*** Opening of READING TEXT ***

Juicy Ecumenism | Faith McDonnell | April 23, 2020
Many Americans recently have drawn some conclusions about the Chinese Communist regime.
We agree that the CCP is responsible for the devastation wrought by the virus commonly known as COVID-19. We are in favor of U.S. companies withdrawing from the People’s Republic of China, if only to prevent the Chinese government holding our own products hostage. But there is another threat from the CCP that is not widely known. It is just as dangerous as the Corona virus. Billions of dollars in U.S. military and government personnel retirement funds could any day now be invested in Chinese companies including those producing advanced weapons systems that may be used against the U.S. military. Add up all these situations, and you have a perfect storm to justify U.S. withdrawal from China.
The Chinese regime’s financial machine is driven by the same lust for power that explains its treatment of Christians and other religious believers: control. Persecuted Christians, Uyghurs, Falun Gong practitioners, Tibetans, and Hong Kong pro-democracy protesters all know about the CCP’s need to control every aspect of its citizens’ lives.
But China wants to control more than just its own citizens! What’s so great about controlling 1.393 billion people – give or take however many souls just died from the Wuhan Virus — when you have ambitions for controlling the whole world?
China expert and author, Gordon G. Chang, shows how the CCP is attempting to use the Coronavirus to “annex the world.” The Communist Party’s Global Times, the paper used by Chinese leaders to propagate “nationalist narratives,” accused the Trump administration of “immoral” conduct in connection with the disease, says Chang.
Chang continues:
. . . it is clear the Communist Party is still on the attack. . . the Global Times rolled out another piece promoting Beijing’s new propaganda theme: “COVID-19 Blunders Signal End of ‘American Century.’ ”

*** Close of READING TEXT ***
*** Opening of SOURCE MATERIAL ***

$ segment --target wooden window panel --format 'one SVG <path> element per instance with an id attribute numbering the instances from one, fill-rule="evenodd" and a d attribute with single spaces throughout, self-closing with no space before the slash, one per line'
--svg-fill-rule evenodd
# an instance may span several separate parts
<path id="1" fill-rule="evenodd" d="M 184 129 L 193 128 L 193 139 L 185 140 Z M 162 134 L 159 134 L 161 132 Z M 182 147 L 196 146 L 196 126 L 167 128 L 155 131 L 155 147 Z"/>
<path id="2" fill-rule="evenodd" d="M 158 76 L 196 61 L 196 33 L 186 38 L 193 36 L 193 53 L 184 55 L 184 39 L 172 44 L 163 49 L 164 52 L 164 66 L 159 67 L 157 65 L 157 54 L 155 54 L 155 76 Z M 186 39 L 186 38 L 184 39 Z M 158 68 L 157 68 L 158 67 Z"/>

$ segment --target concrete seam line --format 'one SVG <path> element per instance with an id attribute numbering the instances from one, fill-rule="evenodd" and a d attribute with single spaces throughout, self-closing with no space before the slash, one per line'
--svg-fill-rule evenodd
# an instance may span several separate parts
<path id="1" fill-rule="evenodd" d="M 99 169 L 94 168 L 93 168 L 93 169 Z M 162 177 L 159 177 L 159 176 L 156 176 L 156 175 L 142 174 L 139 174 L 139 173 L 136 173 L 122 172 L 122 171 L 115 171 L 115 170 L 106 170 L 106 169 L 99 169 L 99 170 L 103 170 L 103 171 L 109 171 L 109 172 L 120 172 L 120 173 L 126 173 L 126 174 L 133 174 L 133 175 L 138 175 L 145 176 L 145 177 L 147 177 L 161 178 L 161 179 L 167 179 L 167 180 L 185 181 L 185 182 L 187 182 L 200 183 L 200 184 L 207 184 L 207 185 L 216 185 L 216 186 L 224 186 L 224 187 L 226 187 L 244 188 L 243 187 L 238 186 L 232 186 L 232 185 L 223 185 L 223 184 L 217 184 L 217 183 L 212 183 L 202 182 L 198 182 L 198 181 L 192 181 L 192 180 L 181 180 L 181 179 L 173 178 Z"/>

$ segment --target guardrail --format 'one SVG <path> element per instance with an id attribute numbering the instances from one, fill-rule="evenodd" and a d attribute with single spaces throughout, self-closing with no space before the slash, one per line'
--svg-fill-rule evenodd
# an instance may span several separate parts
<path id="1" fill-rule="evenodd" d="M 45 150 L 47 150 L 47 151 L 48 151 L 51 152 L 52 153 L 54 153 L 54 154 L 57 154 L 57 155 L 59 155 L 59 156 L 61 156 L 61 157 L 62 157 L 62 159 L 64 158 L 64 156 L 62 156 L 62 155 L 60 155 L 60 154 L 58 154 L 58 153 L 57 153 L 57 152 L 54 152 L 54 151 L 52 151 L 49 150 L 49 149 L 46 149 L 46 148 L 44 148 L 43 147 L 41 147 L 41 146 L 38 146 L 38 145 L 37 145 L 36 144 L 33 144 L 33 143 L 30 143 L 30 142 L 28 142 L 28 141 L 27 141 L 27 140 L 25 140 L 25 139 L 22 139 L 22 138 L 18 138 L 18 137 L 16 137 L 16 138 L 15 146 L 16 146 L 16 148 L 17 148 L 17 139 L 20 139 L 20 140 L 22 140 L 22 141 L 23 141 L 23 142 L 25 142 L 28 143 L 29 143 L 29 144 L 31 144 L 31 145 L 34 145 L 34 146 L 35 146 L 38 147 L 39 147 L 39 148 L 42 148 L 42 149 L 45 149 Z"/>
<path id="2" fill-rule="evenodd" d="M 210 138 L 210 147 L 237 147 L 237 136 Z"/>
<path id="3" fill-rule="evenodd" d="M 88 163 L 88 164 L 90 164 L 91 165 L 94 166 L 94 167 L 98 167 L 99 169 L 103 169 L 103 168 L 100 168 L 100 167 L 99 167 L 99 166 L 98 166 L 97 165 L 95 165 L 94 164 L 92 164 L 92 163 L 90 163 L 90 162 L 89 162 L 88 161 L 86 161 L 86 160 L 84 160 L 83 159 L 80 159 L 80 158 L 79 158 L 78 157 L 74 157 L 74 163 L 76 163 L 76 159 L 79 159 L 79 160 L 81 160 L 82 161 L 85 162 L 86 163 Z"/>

*** Close of SOURCE MATERIAL ***

■ **EXERCISES**
[A] In the article on China, which newspaper does Gordon G. Chang say accused the Trump administration of "immoral" conduct?
[B] Name every group that the article on China says knows about the CCP's need to control every aspect of its citizens' lives.
[C] Echo the part of the article on China between "But China wants" and "the whole world?", inclusive.
These rows are separate from the article on China.

■ **WRITTEN RESPONSES**
[A] The Communist Party's Global Times.

[B] Persecuted Christians, Uyghurs, Falun Gong practitioners, Tibetans, and Hong Kong pro-democracy protesters.

[C]
But China wants to control more than just its own citizens! What’s so great about controlling 1.393 billion people – give or take however many souls just died from the Wuhan Virus — when you have ambitions for controlling the whole world?